TASK DIRECTIONS: Scan the records for the line containing "written like (136,274)."; extract it and all later lines, verbatim, through the end, and nothing before it.

MATERIAL TO PROCESS:
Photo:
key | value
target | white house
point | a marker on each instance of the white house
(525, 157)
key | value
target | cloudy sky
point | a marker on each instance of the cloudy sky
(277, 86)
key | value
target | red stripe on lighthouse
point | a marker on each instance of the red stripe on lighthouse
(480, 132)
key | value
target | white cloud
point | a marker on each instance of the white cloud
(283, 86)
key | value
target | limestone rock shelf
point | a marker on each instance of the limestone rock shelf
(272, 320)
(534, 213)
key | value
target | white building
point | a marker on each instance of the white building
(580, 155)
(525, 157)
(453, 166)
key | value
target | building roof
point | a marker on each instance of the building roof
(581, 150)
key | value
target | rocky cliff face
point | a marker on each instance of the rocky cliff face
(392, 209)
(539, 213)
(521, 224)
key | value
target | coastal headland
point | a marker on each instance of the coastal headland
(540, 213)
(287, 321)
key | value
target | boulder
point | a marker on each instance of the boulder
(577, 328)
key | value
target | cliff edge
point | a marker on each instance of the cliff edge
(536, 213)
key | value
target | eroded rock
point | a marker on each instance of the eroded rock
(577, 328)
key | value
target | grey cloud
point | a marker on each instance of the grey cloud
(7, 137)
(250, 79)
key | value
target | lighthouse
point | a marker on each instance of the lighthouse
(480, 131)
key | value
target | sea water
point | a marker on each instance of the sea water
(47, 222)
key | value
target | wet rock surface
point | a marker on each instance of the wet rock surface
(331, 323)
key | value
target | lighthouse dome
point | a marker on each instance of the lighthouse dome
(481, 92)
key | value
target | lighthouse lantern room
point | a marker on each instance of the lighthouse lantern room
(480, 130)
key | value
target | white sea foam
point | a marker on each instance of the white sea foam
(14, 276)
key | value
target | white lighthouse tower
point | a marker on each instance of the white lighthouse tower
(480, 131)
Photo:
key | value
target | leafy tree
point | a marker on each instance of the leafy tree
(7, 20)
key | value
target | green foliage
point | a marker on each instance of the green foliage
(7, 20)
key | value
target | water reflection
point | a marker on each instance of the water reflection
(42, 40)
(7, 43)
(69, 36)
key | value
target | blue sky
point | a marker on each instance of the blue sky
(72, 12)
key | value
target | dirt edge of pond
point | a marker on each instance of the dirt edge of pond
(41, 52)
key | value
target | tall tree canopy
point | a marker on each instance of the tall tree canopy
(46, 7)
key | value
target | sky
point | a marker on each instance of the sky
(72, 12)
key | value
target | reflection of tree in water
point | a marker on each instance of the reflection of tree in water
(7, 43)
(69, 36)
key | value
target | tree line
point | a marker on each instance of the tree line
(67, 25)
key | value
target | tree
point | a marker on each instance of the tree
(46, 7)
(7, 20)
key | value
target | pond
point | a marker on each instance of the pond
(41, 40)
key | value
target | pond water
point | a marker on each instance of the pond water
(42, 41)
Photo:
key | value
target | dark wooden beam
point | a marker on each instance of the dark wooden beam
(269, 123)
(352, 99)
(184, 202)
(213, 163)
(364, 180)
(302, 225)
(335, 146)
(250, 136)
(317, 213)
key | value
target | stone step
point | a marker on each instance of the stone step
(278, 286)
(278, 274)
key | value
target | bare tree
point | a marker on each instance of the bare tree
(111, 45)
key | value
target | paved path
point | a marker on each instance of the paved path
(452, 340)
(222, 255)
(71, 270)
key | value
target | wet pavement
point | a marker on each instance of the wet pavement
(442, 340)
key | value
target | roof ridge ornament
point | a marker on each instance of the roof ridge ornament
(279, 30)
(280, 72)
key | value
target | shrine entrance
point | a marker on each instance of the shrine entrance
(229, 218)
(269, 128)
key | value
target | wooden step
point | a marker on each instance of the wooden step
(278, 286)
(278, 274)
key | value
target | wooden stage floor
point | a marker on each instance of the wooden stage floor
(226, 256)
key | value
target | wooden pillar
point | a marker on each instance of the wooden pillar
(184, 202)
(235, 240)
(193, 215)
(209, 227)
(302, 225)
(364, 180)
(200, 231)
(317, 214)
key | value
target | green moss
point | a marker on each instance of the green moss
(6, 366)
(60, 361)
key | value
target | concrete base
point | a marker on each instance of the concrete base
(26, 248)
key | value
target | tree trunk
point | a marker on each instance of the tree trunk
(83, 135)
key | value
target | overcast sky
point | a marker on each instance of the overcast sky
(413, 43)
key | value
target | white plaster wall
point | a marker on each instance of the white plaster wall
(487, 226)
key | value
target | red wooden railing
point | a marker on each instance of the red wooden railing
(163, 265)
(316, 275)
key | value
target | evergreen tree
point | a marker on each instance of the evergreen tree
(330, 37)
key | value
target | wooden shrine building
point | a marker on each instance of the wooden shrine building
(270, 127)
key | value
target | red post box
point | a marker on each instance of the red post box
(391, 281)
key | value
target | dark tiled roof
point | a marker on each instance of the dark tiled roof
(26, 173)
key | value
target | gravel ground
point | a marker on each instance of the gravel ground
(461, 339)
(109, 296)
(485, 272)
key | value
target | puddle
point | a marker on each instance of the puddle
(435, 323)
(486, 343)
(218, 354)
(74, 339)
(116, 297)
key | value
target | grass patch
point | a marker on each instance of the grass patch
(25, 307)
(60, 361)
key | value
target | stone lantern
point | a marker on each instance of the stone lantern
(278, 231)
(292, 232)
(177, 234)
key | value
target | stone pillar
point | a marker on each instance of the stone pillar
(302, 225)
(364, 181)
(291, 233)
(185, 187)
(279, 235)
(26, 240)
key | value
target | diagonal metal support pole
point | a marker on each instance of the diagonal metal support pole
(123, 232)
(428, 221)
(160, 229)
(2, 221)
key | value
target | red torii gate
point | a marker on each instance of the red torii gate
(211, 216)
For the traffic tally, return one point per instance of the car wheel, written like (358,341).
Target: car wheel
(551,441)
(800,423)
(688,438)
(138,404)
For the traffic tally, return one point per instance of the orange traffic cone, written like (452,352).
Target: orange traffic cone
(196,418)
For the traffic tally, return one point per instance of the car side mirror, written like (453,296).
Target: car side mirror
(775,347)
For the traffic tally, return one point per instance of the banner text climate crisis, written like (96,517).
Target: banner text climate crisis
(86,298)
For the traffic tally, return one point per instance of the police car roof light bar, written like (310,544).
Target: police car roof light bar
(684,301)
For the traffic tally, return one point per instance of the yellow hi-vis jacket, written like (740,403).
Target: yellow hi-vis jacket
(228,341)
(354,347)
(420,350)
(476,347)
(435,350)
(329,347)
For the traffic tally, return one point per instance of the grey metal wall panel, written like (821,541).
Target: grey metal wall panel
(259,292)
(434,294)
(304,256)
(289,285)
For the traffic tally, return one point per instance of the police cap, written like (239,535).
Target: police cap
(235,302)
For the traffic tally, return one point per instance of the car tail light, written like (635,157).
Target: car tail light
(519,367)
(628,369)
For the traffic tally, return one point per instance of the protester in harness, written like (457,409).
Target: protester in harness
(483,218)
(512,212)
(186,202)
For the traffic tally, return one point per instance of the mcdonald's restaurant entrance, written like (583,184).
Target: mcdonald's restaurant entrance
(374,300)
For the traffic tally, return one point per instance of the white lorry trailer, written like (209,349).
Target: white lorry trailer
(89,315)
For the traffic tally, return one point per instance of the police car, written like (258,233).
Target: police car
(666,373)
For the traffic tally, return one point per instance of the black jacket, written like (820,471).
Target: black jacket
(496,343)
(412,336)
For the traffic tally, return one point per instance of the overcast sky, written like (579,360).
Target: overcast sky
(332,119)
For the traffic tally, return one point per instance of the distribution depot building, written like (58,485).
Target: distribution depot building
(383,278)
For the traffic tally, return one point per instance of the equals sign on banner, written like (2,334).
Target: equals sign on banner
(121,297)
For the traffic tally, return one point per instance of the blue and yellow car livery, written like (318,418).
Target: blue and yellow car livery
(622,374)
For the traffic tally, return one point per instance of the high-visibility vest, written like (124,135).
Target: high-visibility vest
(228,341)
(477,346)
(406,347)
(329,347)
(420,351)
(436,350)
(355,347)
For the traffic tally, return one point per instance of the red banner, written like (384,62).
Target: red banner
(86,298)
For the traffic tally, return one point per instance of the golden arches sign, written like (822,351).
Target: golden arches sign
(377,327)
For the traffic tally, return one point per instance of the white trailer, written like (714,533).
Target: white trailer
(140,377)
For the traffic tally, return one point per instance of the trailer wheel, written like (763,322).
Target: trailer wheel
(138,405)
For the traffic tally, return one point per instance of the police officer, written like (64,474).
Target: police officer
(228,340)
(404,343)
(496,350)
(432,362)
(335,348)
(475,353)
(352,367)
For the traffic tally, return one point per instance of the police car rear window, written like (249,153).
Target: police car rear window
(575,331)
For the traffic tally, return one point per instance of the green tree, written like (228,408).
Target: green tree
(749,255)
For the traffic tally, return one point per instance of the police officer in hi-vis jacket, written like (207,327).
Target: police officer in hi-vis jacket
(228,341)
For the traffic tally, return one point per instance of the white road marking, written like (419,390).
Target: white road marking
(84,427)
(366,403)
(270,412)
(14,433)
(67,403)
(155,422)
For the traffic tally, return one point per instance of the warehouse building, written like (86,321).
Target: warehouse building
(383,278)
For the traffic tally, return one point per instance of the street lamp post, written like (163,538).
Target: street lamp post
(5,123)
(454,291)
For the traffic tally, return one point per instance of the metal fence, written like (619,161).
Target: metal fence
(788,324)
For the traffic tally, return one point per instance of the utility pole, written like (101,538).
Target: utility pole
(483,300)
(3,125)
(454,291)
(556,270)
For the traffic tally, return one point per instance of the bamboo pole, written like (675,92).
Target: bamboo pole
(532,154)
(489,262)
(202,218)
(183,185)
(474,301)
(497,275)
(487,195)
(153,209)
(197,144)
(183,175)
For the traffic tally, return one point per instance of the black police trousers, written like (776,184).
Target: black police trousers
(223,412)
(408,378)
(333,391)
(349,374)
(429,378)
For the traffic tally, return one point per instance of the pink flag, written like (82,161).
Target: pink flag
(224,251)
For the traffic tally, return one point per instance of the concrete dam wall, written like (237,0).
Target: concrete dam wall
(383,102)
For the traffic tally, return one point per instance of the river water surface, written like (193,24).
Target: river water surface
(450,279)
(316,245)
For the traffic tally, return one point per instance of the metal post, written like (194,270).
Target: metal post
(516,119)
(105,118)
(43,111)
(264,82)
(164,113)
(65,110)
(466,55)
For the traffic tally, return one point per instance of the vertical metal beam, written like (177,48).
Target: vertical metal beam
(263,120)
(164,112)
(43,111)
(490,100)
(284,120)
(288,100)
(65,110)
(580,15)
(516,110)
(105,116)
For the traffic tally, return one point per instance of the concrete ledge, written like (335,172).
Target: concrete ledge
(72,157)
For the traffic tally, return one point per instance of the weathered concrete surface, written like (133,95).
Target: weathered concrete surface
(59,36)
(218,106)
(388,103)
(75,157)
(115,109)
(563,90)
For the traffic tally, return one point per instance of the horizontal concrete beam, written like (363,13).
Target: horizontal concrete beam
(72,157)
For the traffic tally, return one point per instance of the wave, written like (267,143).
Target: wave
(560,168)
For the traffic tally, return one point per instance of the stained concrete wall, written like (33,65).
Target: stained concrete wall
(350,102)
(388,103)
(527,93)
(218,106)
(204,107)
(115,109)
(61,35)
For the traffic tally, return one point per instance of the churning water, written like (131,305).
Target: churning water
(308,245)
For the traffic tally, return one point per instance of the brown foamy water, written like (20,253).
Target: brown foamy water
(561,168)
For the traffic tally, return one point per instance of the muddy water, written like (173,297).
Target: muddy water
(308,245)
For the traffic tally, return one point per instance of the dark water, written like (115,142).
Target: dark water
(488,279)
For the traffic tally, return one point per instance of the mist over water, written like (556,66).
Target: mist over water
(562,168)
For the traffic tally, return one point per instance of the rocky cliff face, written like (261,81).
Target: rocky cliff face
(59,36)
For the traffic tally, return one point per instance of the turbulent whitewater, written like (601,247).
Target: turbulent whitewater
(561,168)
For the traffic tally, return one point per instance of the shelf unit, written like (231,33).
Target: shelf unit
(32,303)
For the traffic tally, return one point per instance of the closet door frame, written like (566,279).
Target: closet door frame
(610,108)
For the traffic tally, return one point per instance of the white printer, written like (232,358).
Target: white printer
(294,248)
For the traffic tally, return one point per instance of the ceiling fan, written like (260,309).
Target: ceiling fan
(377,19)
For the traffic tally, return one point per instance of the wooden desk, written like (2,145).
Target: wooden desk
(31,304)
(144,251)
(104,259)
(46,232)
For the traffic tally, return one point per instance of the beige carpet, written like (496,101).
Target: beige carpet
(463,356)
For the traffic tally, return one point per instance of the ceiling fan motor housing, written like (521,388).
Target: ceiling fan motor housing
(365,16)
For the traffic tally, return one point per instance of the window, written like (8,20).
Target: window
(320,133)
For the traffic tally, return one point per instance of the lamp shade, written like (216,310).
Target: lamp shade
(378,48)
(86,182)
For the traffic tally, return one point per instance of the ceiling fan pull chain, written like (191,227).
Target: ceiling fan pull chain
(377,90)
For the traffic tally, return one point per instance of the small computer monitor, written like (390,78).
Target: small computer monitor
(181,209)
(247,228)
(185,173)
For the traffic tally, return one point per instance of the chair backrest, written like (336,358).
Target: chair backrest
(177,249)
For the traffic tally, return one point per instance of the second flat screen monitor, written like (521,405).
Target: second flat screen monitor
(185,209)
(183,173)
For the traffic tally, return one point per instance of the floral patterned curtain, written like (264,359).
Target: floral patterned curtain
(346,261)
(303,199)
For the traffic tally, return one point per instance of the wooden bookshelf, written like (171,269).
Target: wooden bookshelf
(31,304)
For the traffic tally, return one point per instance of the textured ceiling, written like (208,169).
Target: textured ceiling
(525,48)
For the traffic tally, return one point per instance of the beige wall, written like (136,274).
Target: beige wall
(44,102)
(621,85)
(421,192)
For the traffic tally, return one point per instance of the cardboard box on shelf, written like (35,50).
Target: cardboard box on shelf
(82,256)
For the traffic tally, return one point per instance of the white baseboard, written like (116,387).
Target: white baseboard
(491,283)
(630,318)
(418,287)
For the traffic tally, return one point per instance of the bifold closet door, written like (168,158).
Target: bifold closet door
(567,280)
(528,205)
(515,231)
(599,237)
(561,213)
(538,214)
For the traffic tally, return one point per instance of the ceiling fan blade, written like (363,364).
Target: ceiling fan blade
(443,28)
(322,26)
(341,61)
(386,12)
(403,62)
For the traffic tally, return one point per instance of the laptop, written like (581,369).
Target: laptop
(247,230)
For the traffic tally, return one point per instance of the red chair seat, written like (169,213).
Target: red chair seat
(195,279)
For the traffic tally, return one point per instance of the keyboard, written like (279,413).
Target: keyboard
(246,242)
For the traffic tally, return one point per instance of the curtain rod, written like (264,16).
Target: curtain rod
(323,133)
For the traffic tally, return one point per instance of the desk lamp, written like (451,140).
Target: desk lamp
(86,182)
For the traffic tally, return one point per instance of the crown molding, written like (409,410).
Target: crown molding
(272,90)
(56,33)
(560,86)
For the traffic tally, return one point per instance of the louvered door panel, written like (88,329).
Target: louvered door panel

RESULT FOR THIS TASK:
For the traffic tally, return one point per instance of the beige wall, written like (136,274).
Target: beige wall
(44,102)
(621,85)
(421,192)
For the traffic tally, return one point per instance of the cardboard box on shelf, written like (35,50).
Target: cardboard box on shelf
(82,256)
For the traffic tally, return one point per instance of the white baseboard, written like (116,387).
Target: white baseboard
(491,283)
(630,318)
(418,287)
For the traffic tally, return one point per instance of the bifold closet door, written like (168,158).
Target: bifold closet door
(567,280)
(528,205)
(515,231)
(599,237)
(561,213)
(538,214)
For the traffic tally, return one point per instance of the ceiling fan blade, written like (363,364).
Target: ceiling fan blade
(443,28)
(322,26)
(341,61)
(386,12)
(403,62)
For the traffic tally, return one point per instance of the laptop, written like (581,369).
Target: laptop
(247,230)
For the traffic tally, return one point per instance of the red chair seat, written like (169,213).
Target: red chair seat
(195,279)
For the traffic tally, return one point per instance of the keyboard, written like (279,413).
Target: keyboard
(246,242)
For the traffic tally, return one point per instance of the curtain rod, written like (264,16).
Target: curtain rod
(323,133)
For the traffic tally, return one point per instance of the desk lamp, written like (451,140).
Target: desk lamp
(86,182)
For the traffic tally, return one point per instance of the crown molding, written like (409,410).
Target: crown molding
(272,90)
(56,33)
(560,86)
For the traffic tally, return one point per instance of the louvered door panel, written like (88,329).
Target: louvered door panel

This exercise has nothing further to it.